# PASSAGE SHOWN
══════════════════════════════

The results of phase 1 showed that user’s judgment on scientific data relevance do not depend on just one CR, nor can the final decision be made for the first time. It is an interactive process, in which users form different levels of questions and make differential levels of relevance judgment before reaching the final decision.

Firstly, it involves user information question formation process. As Taylor () stated that: “There are four levels of question formation that shade into one another along the question spectrum in user information retrieval”. Different levels of questions reflect different needs for information. The original definitions of four questions proposed by Taylor () are as follows:

“Q1—the actual, but unexpressed need for information (the visceral need);

Q2—the conscious, within-brain description of the need (the conscious need);

Q3—the formal statement of the need (the formalized need);

Q4—the question as presented to the information system (the compromised need)”

Secondly, it involves different levels of user information relevance judgment. Corresponding to the question spectrum provided by Taylor, the results (Table 5 of phase1) showed that users combined different levels of RC to make the final judgment. For example, when a user’s information need state changes from Q1 to Q2, the user mainly determines the query and retrieval topics, in which he/she makes topic relevance judgment. When a user’s information need state changes from Q2 to Q3, the user understands and infers information based on various aspects of information content, in which he/she makes relevance judgment from the perspective of different aspects (such as quality and authority judgment of information). Finally, when a user’s information need state changes from Q3 to Q4, the user perceives relevance according to whether the information can solve the problem in the situation, in which he/she makes situation relevance judgment (judge the usefulness of information).

══════════════════════════════

# SET TASK A
In the passage on relevance judgment, restate the stretch from "The results of" through "the final decision.", swapping "interactive" for "iterative".

══════════════════════════════

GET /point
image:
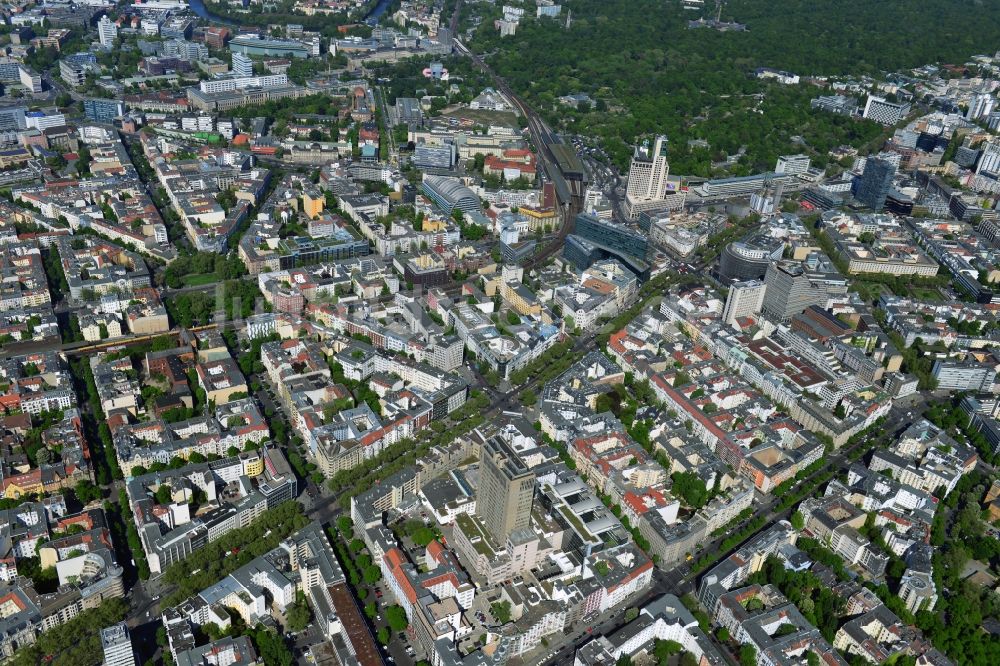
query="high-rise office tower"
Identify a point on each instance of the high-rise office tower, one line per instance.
(117, 646)
(989, 160)
(745, 300)
(506, 490)
(791, 289)
(980, 106)
(647, 175)
(107, 32)
(875, 183)
(242, 65)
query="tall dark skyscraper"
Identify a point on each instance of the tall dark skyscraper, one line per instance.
(875, 183)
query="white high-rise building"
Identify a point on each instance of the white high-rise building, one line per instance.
(242, 65)
(648, 184)
(980, 106)
(989, 161)
(647, 175)
(117, 646)
(107, 32)
(885, 112)
(793, 165)
(745, 300)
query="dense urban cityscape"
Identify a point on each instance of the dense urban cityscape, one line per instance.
(476, 333)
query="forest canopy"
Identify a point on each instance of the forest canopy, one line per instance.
(649, 73)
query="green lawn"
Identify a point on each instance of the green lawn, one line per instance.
(197, 279)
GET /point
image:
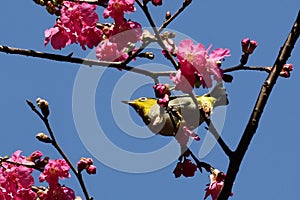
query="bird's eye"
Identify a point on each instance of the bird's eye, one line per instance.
(143, 99)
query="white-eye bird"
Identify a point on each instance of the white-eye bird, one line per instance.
(181, 111)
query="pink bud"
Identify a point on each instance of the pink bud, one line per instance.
(252, 46)
(245, 44)
(81, 164)
(35, 156)
(288, 67)
(91, 169)
(285, 74)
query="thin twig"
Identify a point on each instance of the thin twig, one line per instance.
(162, 27)
(248, 68)
(70, 59)
(217, 136)
(159, 40)
(33, 166)
(95, 2)
(239, 153)
(212, 128)
(59, 149)
(185, 4)
(199, 163)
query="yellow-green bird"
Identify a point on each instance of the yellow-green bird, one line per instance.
(181, 111)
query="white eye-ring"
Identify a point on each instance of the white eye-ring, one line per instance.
(143, 99)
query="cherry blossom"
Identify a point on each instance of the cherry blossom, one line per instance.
(54, 170)
(216, 184)
(77, 23)
(117, 8)
(196, 63)
(185, 168)
(109, 51)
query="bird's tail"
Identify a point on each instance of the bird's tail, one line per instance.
(219, 92)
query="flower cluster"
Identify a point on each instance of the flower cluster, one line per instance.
(121, 36)
(216, 184)
(248, 45)
(196, 64)
(185, 168)
(77, 23)
(16, 180)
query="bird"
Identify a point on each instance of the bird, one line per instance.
(180, 111)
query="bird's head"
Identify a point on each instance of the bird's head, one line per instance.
(142, 106)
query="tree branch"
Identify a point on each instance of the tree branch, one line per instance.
(239, 153)
(159, 40)
(59, 149)
(70, 59)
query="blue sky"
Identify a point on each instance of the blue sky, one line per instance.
(270, 167)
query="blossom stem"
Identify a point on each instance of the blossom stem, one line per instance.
(185, 4)
(95, 2)
(239, 153)
(159, 40)
(33, 166)
(199, 164)
(249, 68)
(59, 149)
(70, 59)
(212, 129)
(162, 27)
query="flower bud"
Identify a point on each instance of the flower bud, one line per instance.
(44, 106)
(286, 71)
(43, 138)
(91, 169)
(245, 44)
(35, 156)
(168, 15)
(252, 46)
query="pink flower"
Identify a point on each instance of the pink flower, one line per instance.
(77, 23)
(75, 16)
(90, 36)
(245, 44)
(15, 177)
(25, 193)
(35, 156)
(116, 9)
(184, 82)
(183, 135)
(87, 164)
(186, 168)
(59, 36)
(57, 192)
(125, 32)
(163, 93)
(248, 46)
(194, 60)
(216, 184)
(91, 169)
(53, 170)
(108, 51)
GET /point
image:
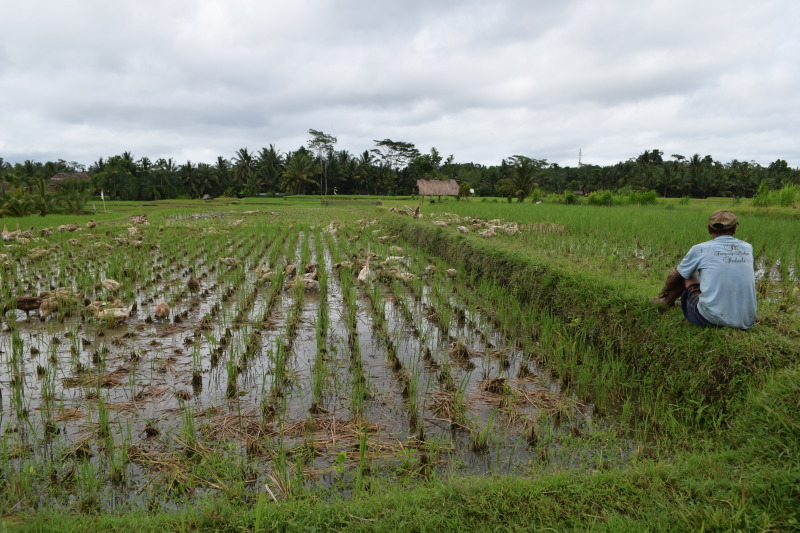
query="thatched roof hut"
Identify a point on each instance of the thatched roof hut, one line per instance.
(56, 181)
(437, 187)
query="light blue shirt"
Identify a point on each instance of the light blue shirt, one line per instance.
(725, 268)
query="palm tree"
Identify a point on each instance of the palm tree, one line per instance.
(222, 171)
(42, 199)
(18, 204)
(521, 181)
(243, 166)
(270, 167)
(190, 179)
(300, 167)
(73, 196)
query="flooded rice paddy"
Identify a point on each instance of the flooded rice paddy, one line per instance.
(295, 356)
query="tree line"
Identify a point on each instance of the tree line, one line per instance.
(389, 168)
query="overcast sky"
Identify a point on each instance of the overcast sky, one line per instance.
(481, 80)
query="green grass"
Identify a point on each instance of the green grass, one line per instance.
(715, 412)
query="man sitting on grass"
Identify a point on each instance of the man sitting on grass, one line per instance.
(716, 279)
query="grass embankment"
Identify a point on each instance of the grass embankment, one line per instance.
(731, 398)
(678, 374)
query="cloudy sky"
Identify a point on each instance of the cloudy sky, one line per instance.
(482, 80)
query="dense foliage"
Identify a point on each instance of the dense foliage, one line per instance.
(391, 168)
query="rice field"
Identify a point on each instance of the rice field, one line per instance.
(146, 361)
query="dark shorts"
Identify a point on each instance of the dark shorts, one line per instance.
(689, 300)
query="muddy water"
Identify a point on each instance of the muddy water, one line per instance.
(236, 364)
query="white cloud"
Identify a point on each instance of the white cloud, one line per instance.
(196, 79)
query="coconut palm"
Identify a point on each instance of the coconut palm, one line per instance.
(300, 167)
(243, 166)
(522, 179)
(17, 204)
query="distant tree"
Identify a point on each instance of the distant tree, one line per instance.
(243, 166)
(73, 196)
(524, 171)
(322, 144)
(270, 163)
(300, 170)
(18, 203)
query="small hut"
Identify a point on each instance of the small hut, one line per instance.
(54, 183)
(437, 188)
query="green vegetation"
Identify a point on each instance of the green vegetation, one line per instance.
(436, 366)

══════════════════════════════

# SET TASK B
Return each line of the records that contains the string "field".

# TASK ANSWER A
The results of phase 1 showed that user’s judgment on scientific data relevance do not depend on just one CR, nor can the final decision be made for the first time. It is an iterative process, in which users form different levels of questions and make differential levels of relevance judgment before reaching the final decision.

# TASK ANSWER B
query="rice field"
Identify a point on each instance of the rice field, one line per instance.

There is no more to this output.